* **WHAT TO DO**
Return the material below in full and exactly.

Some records
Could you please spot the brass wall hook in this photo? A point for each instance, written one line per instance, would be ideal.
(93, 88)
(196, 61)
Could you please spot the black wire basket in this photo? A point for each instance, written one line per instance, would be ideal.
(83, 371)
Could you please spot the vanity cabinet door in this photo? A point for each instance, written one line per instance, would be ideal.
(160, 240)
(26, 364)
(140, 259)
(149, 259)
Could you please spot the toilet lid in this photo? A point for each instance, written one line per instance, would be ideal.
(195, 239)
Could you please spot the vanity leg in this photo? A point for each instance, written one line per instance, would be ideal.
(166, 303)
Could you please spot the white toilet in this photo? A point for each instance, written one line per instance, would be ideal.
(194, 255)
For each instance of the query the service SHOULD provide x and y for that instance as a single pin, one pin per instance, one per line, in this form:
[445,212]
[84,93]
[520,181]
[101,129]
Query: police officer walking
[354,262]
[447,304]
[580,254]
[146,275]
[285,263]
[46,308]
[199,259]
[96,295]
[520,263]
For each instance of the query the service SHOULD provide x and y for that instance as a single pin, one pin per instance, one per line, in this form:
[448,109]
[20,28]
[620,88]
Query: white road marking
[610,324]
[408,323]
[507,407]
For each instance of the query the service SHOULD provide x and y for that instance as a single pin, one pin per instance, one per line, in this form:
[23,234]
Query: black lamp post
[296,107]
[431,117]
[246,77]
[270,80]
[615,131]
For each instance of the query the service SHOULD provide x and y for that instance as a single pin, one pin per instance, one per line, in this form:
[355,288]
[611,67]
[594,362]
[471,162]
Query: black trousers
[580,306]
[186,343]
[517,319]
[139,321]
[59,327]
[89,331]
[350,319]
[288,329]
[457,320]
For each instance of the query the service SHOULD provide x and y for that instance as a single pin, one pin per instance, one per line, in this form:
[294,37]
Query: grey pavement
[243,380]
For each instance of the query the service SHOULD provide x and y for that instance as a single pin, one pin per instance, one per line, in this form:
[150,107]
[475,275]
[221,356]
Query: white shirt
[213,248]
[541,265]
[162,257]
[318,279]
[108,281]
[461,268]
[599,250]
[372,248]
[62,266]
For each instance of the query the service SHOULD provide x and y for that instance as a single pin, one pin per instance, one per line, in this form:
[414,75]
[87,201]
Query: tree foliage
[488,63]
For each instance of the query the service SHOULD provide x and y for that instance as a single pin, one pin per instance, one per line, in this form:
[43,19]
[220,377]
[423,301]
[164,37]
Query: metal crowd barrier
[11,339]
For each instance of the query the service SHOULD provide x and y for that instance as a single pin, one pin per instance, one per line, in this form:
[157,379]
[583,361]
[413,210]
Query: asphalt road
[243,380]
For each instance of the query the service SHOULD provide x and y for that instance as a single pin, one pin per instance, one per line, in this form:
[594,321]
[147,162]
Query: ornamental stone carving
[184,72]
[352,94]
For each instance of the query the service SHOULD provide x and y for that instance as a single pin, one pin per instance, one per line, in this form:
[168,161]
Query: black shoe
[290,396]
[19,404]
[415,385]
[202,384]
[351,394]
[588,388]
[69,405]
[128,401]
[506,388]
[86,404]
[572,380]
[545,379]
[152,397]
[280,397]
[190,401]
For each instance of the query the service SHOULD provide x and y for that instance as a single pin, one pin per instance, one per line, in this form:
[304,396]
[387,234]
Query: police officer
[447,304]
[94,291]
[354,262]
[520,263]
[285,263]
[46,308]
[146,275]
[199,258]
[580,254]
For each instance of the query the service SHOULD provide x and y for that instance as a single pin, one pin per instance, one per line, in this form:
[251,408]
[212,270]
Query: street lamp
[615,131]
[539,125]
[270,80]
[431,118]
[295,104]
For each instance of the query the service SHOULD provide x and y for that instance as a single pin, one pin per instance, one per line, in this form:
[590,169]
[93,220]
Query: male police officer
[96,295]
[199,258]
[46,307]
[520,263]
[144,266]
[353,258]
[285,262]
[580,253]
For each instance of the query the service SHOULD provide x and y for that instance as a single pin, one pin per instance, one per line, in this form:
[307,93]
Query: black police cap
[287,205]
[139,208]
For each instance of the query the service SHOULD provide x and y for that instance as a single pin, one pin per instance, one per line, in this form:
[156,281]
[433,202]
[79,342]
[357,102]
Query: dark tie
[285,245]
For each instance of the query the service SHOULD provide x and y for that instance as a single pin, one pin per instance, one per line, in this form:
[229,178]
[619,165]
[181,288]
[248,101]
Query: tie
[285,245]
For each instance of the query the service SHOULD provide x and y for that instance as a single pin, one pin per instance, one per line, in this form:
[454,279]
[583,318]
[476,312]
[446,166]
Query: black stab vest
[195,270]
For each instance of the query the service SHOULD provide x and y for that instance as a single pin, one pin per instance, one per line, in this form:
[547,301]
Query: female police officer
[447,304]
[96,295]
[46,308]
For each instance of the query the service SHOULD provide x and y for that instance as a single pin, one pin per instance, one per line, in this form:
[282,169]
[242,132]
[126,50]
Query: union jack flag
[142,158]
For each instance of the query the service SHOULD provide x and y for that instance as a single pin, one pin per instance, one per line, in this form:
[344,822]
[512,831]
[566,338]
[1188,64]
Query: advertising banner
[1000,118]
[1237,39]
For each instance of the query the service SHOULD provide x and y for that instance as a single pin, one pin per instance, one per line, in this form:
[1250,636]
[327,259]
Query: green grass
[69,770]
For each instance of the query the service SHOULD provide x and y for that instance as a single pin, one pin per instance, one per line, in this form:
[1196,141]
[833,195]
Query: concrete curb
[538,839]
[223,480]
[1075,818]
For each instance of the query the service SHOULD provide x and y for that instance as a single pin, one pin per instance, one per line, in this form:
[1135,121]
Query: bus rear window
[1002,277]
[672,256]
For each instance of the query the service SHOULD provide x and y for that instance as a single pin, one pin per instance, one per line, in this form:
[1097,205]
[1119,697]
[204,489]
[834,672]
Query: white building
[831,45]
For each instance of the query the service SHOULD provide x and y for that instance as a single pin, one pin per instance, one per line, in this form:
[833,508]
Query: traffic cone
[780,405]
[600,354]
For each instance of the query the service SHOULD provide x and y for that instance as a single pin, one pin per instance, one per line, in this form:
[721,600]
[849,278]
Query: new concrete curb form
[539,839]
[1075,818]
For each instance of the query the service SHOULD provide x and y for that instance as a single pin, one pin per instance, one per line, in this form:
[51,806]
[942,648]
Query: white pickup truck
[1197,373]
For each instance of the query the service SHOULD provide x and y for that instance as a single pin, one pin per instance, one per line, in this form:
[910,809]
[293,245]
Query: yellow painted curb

* **RESULT**
Could you please spot the brass wall hook in this photo? A point for each instance, written one line per instance, would be ideal.
(93, 88)
(196, 61)
Could you please spot the black wire basket in this photo? A point for each instance, written one line per instance, would be ideal.
(83, 371)
Could you please spot the vanity cabinet door in this photo? A point for each instance, written one line per instance, would be ideal.
(160, 240)
(26, 364)
(140, 259)
(149, 259)
Could you please spot the toilet lid in this photo? A point for each instance, written one line per instance, would be ideal.
(195, 239)
Could you please spot the vanity leg in this photo? A point for each instance, written one line per instance, would be ideal.
(166, 303)
Could you please spot the white toilet in this photo? A point for each instance, written one line per instance, would be ideal.
(194, 255)
For each instance of the query the service SHOULD provide x and y for that instance as a single pin, one pin per instance, one per line, in this form:
[445,212]
[84,93]
[520,181]
[101,129]
Query: police officer walking
[354,262]
[447,304]
[580,254]
[146,275]
[285,263]
[46,308]
[199,259]
[96,295]
[520,263]
For each instance of the query the service SHOULD provide x and y for that instance as a single pin, one pin per instance, one per line, in this form:
[448,109]
[20,28]
[620,88]
Query: white road marking
[610,324]
[408,323]
[507,407]
For each instance of the query the service SHOULD provide x and y for that instance as a single pin, one pin per instance, one per line, in this form:
[23,234]
Query: black lamp post
[296,107]
[431,117]
[246,77]
[270,80]
[615,131]
For each instance of the query the service SHOULD provide x and y for that instance as a single pin, one pin per instance, one per line, in this form:
[355,288]
[611,67]
[594,362]
[471,162]
Query: black trousers
[580,306]
[186,343]
[517,319]
[139,321]
[59,327]
[89,331]
[350,319]
[288,329]
[457,320]
For each instance of the query the service SHOULD provide x and y for that instance as a single pin, one pin per instance, one per line, in this form:
[294,37]
Query: grey pavement
[243,380]
For each instance of the query the service SHOULD provide x and y for that instance as a single pin, one pin per instance, one per line, in this form:
[150,107]
[475,275]
[221,356]
Query: white shirt
[213,248]
[541,265]
[162,257]
[318,279]
[108,281]
[461,268]
[599,250]
[372,248]
[62,266]
For each instance of the query the service SHOULD provide x and y for that instance as a single pin, one pin per instance, one per line, in this form:
[414,75]
[87,201]
Query: tree foliage
[488,63]
For each instance of the query the service SHOULD provide x and y for that instance as a single pin, one pin per instance, one per line, in this form:
[43,19]
[220,377]
[423,301]
[164,37]
Query: metal crowd barrier
[11,339]
For each instance of the query the service SHOULD provide x and y for that instance as a single pin, one pin per instance, one per line, in this form:
[157,379]
[583,361]
[413,210]
Query: asphalt road
[243,380]
For each instance of the query the service SHOULD provide x and y for that instance as a single pin, one pin per instance, one per line, in this form:
[594,321]
[147,162]
Query: ornamental stone carving
[184,72]
[352,94]
For each instance of the query the service SHOULD provide x and y for that instance as a single pin, one pin per instance, one per line, in this form:
[168,161]
Query: black shoe
[290,396]
[19,404]
[415,385]
[202,384]
[351,394]
[588,388]
[69,405]
[128,401]
[506,388]
[86,404]
[572,380]
[545,379]
[152,397]
[280,397]
[190,401]
For each instance of the query the service SHOULD provide x and y for that instance as a single pin, one pin per instance, one per line, in this form:
[304,396]
[387,234]
Query: police officer
[447,304]
[94,291]
[354,262]
[520,263]
[285,263]
[46,308]
[146,275]
[199,258]
[580,254]
For each instance of the query the service SHOULD provide x and y for that instance as a single pin, one pin per instance, one per line, in this form:
[251,408]
[212,270]
Query: street lamp
[615,131]
[539,125]
[270,80]
[431,118]
[295,104]
For each instance of the query the service SHOULD provide x and y for that instance as a single pin, one pin per instance, one per line, in this form:
[590,169]
[93,220]
Query: male police officer
[96,295]
[199,258]
[46,307]
[520,263]
[144,266]
[353,258]
[285,262]
[580,253]
For each instance of the query the service SHOULD provide x and y for that instance as a single pin, one pin per instance, one per line, in this form:
[307,93]
Query: black police cap
[287,205]
[139,208]
For each instance of the query the service SHOULD provide x and y for that instance as a single pin, one pin per instance, one per line, in this form:
[156,281]
[433,202]
[79,342]
[357,102]
Query: dark tie
[285,245]
For each instance of the query the service SHOULD provide x and y for that instance as a single pin, one pin per instance, one per line, in this form:
[229,178]
[619,165]
[181,288]
[248,101]
Query: tie
[285,245]
For each instance of the query the service SHOULD provide x and y for that instance as a single pin, one pin per instance, one per line, in this form:
[454,279]
[583,318]
[476,312]
[446,166]
Query: black stab vest
[195,270]
For each instance of the query the service SHOULD provide x and y for that instance as a single pin, one pin per instance, one per line, in this form:
[547,301]
Query: female police officer
[447,304]
[96,295]
[46,308]
For each instance of the query the service SHOULD provide x and y for that instance as a single pin, one pin per instance, one per line, in this form:
[282,169]
[242,132]
[126,50]
Query: union jack flag
[142,158]
For each instance of the query the service SHOULD provide x and y for that instance as a single pin, one pin per instance, one per line, in this form:
[344,822]
[512,831]
[566,338]
[1188,64]
Query: advertising banner
[1000,118]
[1237,39]
For each instance of the query the service SHOULD provide x and y for that instance as a single pin, one pin per instance, one per line, in this form:
[1250,636]
[327,259]
Query: green grass
[69,770]
For each instance of the query the service SHOULD provide x and y for that instance as a single pin, one pin per instance, one per line, in this form:
[1196,141]
[833,195]
Query: concrete curb
[538,839]
[223,480]
[1075,818]
For each instance of the query the service SHOULD provide x and y for that instance as a single pin, one pin per instance, one per line, in this form:
[1135,121]
Query: bus rear window
[1002,277]
[672,256]
For each instance of the query the service SHOULD provide x and y for that instance as a single pin, one pin per instance, one per line, in this form:
[1097,205]
[1119,697]
[204,489]
[834,672]
Query: white building
[831,45]
For each instance of the query the service SHOULD provide x and y for that instance as a single pin, one pin per instance, one per line, in this form:
[833,508]
Query: traffic cone
[780,405]
[600,354]
For each instance of the query the service SHOULD provide x and y for that instance as a single pin, one pin per instance, one per line, in this form:
[721,600]
[849,278]
Query: new concrete curb form
[539,839]
[1075,818]
For each instance of the query the service SHOULD provide x and y for that instance as a single pin, one pin per instance, one per line, in this form:
[51,806]
[942,648]
Query: white pickup truck
[1197,373]
For each instance of the query the service SHOULD provide x and y for that instance as a single pin, one pin per instance, one per line, in this form:
[910,809]
[293,245]
Query: yellow painted curb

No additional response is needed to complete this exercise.